>>

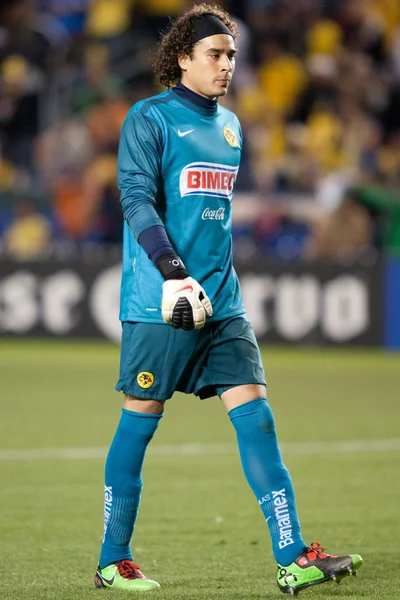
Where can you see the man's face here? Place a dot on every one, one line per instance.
(209, 71)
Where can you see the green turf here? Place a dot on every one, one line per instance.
(200, 532)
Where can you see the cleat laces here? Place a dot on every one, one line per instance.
(129, 570)
(316, 550)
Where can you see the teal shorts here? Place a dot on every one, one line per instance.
(157, 360)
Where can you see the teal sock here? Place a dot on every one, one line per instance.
(268, 477)
(123, 483)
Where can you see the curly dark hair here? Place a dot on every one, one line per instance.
(178, 41)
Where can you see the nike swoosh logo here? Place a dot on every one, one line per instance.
(108, 581)
(183, 133)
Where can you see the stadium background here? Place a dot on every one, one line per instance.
(317, 245)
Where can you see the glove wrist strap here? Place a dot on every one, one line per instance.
(171, 267)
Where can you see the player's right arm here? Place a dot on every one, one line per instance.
(184, 302)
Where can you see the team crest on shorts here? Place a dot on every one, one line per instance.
(145, 379)
(231, 137)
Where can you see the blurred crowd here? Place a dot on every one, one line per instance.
(317, 90)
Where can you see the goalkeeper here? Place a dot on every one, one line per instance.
(184, 324)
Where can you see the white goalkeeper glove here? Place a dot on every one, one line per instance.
(185, 304)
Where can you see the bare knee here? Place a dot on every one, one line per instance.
(242, 394)
(152, 407)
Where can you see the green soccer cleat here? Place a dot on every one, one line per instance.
(313, 566)
(124, 575)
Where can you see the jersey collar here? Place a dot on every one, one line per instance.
(198, 103)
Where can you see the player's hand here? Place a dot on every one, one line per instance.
(185, 304)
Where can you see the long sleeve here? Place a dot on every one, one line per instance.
(139, 171)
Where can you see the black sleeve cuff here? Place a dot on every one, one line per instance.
(171, 267)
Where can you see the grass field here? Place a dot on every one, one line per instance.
(200, 531)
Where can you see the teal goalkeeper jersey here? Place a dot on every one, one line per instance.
(177, 166)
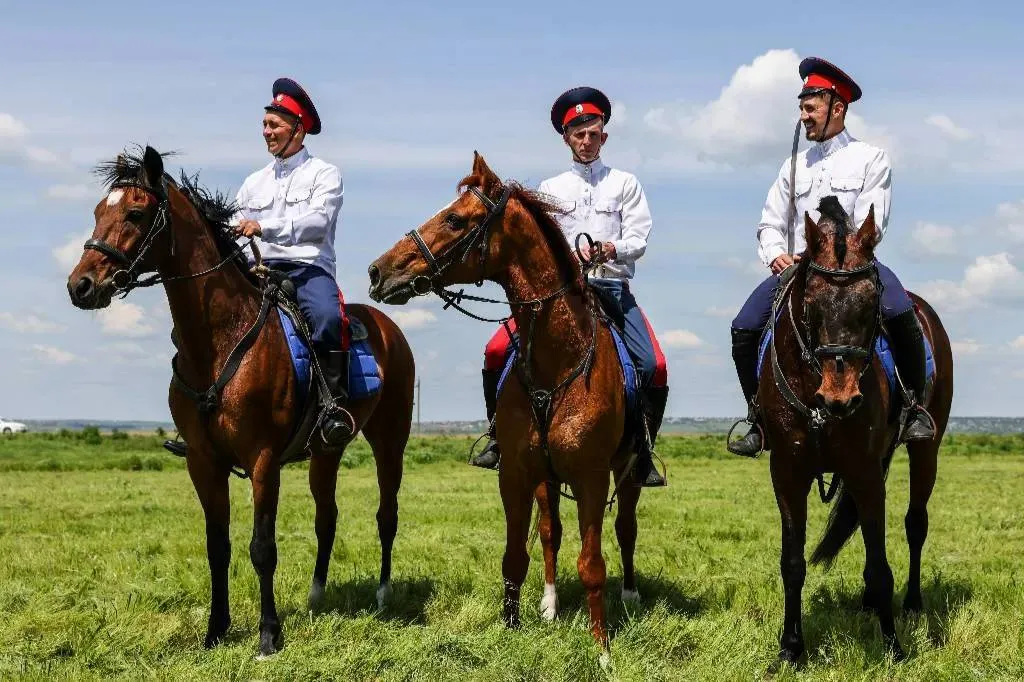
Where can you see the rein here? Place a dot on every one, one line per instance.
(817, 418)
(542, 400)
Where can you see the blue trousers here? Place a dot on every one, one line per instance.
(637, 337)
(757, 309)
(318, 300)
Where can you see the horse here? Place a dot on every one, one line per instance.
(825, 324)
(147, 222)
(562, 419)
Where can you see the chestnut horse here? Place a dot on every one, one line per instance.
(562, 418)
(148, 223)
(826, 321)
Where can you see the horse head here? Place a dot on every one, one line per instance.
(131, 220)
(842, 303)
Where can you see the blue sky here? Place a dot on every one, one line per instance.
(704, 108)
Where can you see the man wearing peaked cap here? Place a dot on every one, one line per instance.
(609, 205)
(859, 175)
(291, 208)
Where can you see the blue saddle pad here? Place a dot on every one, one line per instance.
(364, 379)
(629, 371)
(881, 348)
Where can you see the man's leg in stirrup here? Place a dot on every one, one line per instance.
(747, 331)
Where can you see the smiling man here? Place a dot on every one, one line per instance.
(291, 208)
(859, 175)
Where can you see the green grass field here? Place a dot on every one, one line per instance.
(103, 574)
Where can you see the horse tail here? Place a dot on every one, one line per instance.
(843, 521)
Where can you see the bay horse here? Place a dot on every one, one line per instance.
(825, 323)
(562, 417)
(150, 223)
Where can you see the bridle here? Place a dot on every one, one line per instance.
(127, 278)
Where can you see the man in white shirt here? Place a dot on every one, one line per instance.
(610, 206)
(291, 208)
(859, 175)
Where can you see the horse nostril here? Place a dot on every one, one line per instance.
(83, 288)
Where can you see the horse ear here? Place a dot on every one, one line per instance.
(811, 233)
(487, 176)
(867, 235)
(153, 165)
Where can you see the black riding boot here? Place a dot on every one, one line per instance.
(647, 473)
(489, 456)
(335, 428)
(745, 343)
(908, 350)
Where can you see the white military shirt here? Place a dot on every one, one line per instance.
(607, 204)
(296, 202)
(856, 173)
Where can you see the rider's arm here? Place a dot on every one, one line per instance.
(311, 224)
(636, 223)
(877, 192)
(773, 227)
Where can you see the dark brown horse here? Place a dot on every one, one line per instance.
(148, 223)
(826, 407)
(561, 418)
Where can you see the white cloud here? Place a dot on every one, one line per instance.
(988, 280)
(680, 338)
(414, 318)
(722, 310)
(750, 121)
(966, 347)
(69, 253)
(944, 124)
(934, 240)
(29, 324)
(53, 355)
(122, 318)
(70, 193)
(14, 145)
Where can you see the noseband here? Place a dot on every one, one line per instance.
(126, 279)
(478, 237)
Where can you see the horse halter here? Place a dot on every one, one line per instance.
(126, 279)
(423, 285)
(839, 351)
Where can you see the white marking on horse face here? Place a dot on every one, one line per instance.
(115, 197)
(384, 595)
(549, 602)
(630, 596)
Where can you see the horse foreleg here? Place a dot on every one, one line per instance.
(517, 498)
(626, 531)
(792, 498)
(924, 462)
(550, 529)
(592, 495)
(323, 484)
(263, 548)
(211, 486)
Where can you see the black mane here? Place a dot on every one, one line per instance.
(830, 208)
(214, 207)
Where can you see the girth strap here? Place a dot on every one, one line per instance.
(209, 399)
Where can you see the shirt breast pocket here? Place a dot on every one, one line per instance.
(608, 216)
(846, 189)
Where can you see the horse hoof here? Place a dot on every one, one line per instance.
(549, 603)
(315, 596)
(384, 593)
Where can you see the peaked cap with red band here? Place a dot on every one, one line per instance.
(579, 105)
(821, 76)
(289, 97)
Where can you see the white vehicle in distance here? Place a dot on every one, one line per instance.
(7, 426)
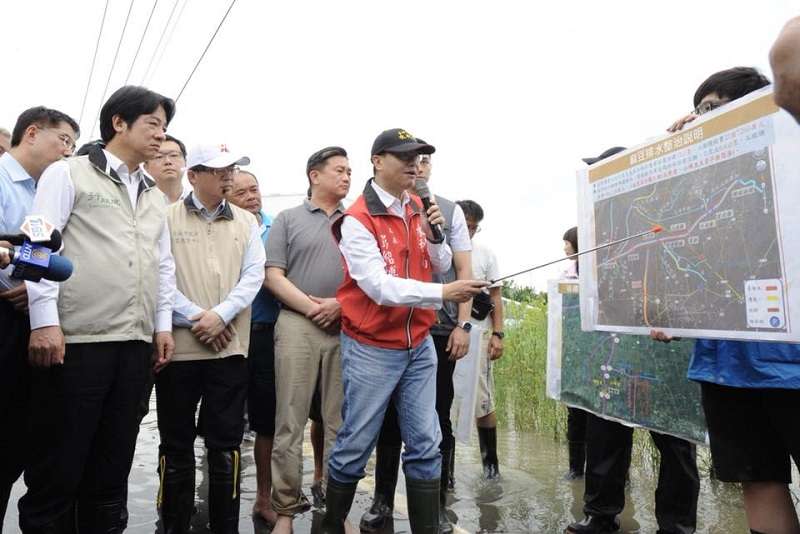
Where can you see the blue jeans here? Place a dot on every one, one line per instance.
(371, 376)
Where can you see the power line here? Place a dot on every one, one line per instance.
(169, 38)
(138, 48)
(204, 51)
(160, 39)
(113, 64)
(94, 60)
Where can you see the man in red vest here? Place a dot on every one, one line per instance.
(388, 306)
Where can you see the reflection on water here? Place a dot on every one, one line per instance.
(531, 495)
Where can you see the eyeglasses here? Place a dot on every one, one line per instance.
(321, 155)
(64, 138)
(174, 156)
(225, 172)
(709, 105)
(406, 157)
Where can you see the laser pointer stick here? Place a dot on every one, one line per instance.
(654, 230)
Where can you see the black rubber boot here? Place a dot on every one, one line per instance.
(577, 460)
(487, 438)
(338, 500)
(223, 491)
(101, 517)
(176, 491)
(387, 464)
(423, 505)
(594, 524)
(444, 522)
(451, 477)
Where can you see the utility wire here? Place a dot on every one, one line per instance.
(94, 60)
(160, 39)
(204, 51)
(169, 39)
(113, 64)
(138, 48)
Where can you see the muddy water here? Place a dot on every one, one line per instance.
(531, 495)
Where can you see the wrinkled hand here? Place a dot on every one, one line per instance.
(164, 348)
(458, 343)
(683, 121)
(220, 343)
(462, 290)
(5, 259)
(17, 296)
(495, 348)
(325, 313)
(46, 347)
(207, 326)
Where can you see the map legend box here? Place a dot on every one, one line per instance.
(765, 307)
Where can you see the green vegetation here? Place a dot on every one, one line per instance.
(520, 378)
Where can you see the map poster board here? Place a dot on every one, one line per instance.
(626, 378)
(725, 190)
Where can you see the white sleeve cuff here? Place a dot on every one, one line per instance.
(44, 314)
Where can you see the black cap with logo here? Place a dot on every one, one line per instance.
(397, 141)
(607, 154)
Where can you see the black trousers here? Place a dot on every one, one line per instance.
(390, 429)
(84, 426)
(14, 398)
(222, 386)
(576, 425)
(608, 457)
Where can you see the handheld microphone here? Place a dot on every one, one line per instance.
(33, 262)
(53, 243)
(424, 195)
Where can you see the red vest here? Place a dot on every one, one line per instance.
(405, 251)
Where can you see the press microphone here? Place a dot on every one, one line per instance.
(53, 243)
(33, 262)
(424, 195)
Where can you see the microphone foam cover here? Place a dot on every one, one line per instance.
(60, 268)
(421, 186)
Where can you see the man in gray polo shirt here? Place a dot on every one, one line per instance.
(304, 270)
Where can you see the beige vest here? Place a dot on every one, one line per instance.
(112, 293)
(208, 264)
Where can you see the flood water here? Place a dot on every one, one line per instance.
(531, 495)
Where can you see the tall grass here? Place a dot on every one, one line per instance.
(520, 379)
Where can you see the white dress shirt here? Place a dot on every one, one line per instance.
(246, 289)
(55, 197)
(367, 267)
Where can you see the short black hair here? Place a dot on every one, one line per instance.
(571, 235)
(317, 160)
(472, 210)
(43, 117)
(130, 102)
(177, 142)
(731, 84)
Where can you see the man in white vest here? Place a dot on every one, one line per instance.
(219, 268)
(93, 336)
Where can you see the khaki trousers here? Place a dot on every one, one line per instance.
(303, 354)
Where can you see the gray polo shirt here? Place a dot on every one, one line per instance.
(301, 243)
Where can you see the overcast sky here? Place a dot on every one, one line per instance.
(512, 94)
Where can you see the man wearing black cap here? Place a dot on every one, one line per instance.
(451, 336)
(388, 306)
(608, 458)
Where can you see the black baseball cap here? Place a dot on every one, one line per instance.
(399, 141)
(607, 154)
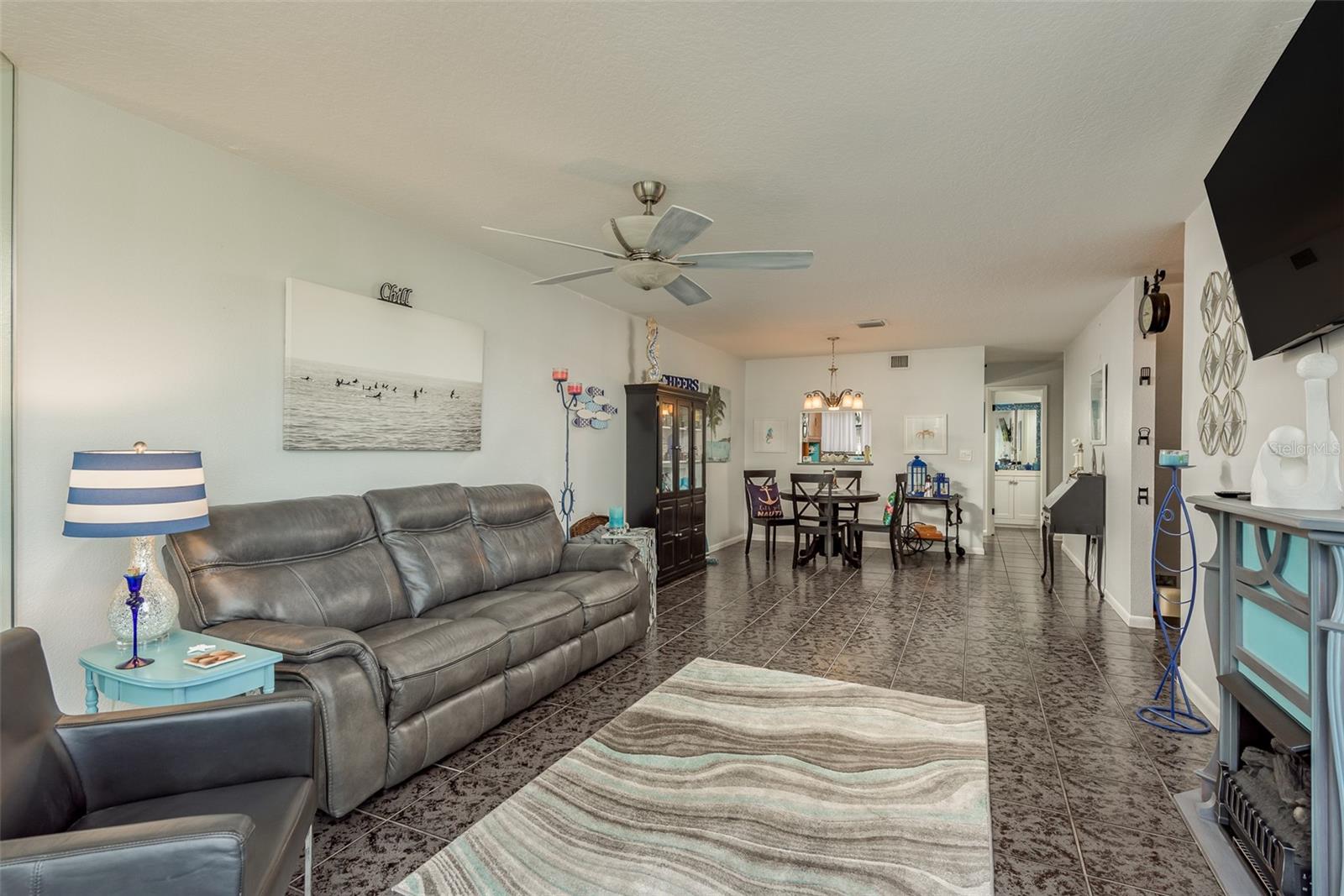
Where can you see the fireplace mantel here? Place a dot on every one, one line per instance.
(1272, 602)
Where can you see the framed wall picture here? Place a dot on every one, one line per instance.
(770, 437)
(363, 375)
(1097, 406)
(927, 434)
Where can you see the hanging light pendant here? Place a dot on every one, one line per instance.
(832, 401)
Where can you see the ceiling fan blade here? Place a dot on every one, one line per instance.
(687, 291)
(558, 242)
(580, 275)
(765, 259)
(678, 228)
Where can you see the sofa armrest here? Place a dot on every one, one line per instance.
(198, 855)
(597, 557)
(141, 754)
(304, 644)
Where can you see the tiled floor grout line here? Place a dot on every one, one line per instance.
(848, 637)
(1059, 774)
(984, 597)
(830, 597)
(914, 621)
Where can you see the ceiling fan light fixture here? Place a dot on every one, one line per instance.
(648, 275)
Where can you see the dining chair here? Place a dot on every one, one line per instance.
(759, 485)
(848, 481)
(893, 528)
(811, 516)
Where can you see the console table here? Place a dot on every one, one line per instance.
(1274, 609)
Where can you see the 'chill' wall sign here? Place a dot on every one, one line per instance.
(396, 295)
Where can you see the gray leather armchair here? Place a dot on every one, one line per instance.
(213, 799)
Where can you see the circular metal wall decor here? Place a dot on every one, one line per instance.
(1231, 311)
(1211, 301)
(1210, 425)
(1234, 422)
(1236, 355)
(1211, 363)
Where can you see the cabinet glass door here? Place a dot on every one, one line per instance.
(667, 445)
(698, 446)
(683, 446)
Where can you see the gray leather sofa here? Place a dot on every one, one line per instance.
(212, 799)
(420, 617)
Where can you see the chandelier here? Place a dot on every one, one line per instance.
(832, 401)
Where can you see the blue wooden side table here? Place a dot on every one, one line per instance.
(168, 681)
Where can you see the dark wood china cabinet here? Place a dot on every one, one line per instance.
(664, 473)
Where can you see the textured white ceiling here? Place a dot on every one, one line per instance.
(976, 174)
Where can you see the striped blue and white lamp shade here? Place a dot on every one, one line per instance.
(118, 495)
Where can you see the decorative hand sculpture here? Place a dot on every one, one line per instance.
(1297, 469)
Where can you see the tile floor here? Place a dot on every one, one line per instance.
(1081, 792)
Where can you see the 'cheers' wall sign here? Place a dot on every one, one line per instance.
(396, 295)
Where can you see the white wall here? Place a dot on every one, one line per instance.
(1113, 338)
(150, 273)
(1273, 396)
(945, 380)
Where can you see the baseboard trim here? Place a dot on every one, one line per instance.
(729, 542)
(1202, 700)
(786, 535)
(1120, 610)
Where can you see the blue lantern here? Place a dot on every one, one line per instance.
(941, 485)
(917, 476)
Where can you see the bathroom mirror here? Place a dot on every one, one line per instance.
(1016, 437)
(837, 437)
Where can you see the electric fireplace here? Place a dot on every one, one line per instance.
(1274, 613)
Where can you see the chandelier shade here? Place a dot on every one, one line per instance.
(832, 401)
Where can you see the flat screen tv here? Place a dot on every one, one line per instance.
(1277, 192)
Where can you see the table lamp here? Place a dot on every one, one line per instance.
(138, 495)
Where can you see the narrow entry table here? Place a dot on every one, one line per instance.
(170, 681)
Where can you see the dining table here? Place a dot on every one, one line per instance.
(832, 500)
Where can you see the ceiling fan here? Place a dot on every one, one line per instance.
(644, 249)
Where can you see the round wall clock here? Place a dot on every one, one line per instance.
(1155, 312)
(1211, 363)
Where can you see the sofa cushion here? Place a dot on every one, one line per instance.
(430, 535)
(537, 621)
(519, 531)
(311, 562)
(427, 661)
(605, 595)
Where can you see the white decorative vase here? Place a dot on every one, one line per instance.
(159, 613)
(1296, 469)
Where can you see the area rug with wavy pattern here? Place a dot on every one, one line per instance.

<<

### Exercise instructions
Reproduce the part of the data that opens with the line containing "Where can you see the hanging" and closes with the line containing "(1297, 469)", substituting "black leather" for every "gray leather" and leaving everything else as it stands.

### Answer for the task
Where can you see the hanging light pendant here? Place a dot on every one, one line per instance.
(832, 401)
Where can you see the ceiling fan blade here? Place a dot on every one, one line per instance.
(687, 291)
(558, 242)
(580, 275)
(765, 259)
(678, 228)
Where can you see the sofa armrest here? Place a dot on every one, one line per instance.
(198, 855)
(597, 557)
(141, 754)
(304, 644)
Where can you see the tiled floor grout line here? Place a dot on every one, one line per instance.
(848, 637)
(1059, 774)
(984, 597)
(830, 597)
(914, 621)
Where can you see the ceiling fan light fixture here? Place a dot on every one, one line per instance.
(648, 275)
Where can you see the dining chair here? Place a dot on every one, one line per instance.
(759, 485)
(848, 481)
(893, 528)
(811, 516)
Where can you see the console table here? Place a dot on every one, one line per instance.
(1274, 609)
Where can you see the 'chill' wall sign here? Place a dot on every one, one line per instance.
(396, 295)
Where can you see the black leather armchair here? Place a dot on every one, one line per instance.
(213, 799)
Where can you see the circular metal wall decor here? Place a dot on every one, one line per instance.
(1231, 311)
(1211, 301)
(1210, 425)
(1234, 422)
(1236, 355)
(1211, 363)
Where can you see the cabinet glass door here? Place a dot on every one, one line per instance.
(667, 445)
(698, 446)
(683, 446)
Where can you see the black leather sofa here? Place a dot on every one, one line per instance.
(212, 799)
(420, 617)
Where can you see the chandelier here? Place a dot on every one, one line per instance.
(832, 401)
Where can you see the blue wooden side table here? Place a dot on every one, one line per instance.
(168, 681)
Where can you see the dark wood china cabinet here? Place a dot on every one, one line per instance.
(664, 473)
Where can you see the textured white ceiling here? Place a dot on every one, one line per instance.
(976, 174)
Where can you see the striped blue and white lamp shade here? Place a dot on every one, one line per instance.
(118, 495)
Where can you see the decorative hand sculpture here? Place a dot on every one, one line per instance.
(1297, 469)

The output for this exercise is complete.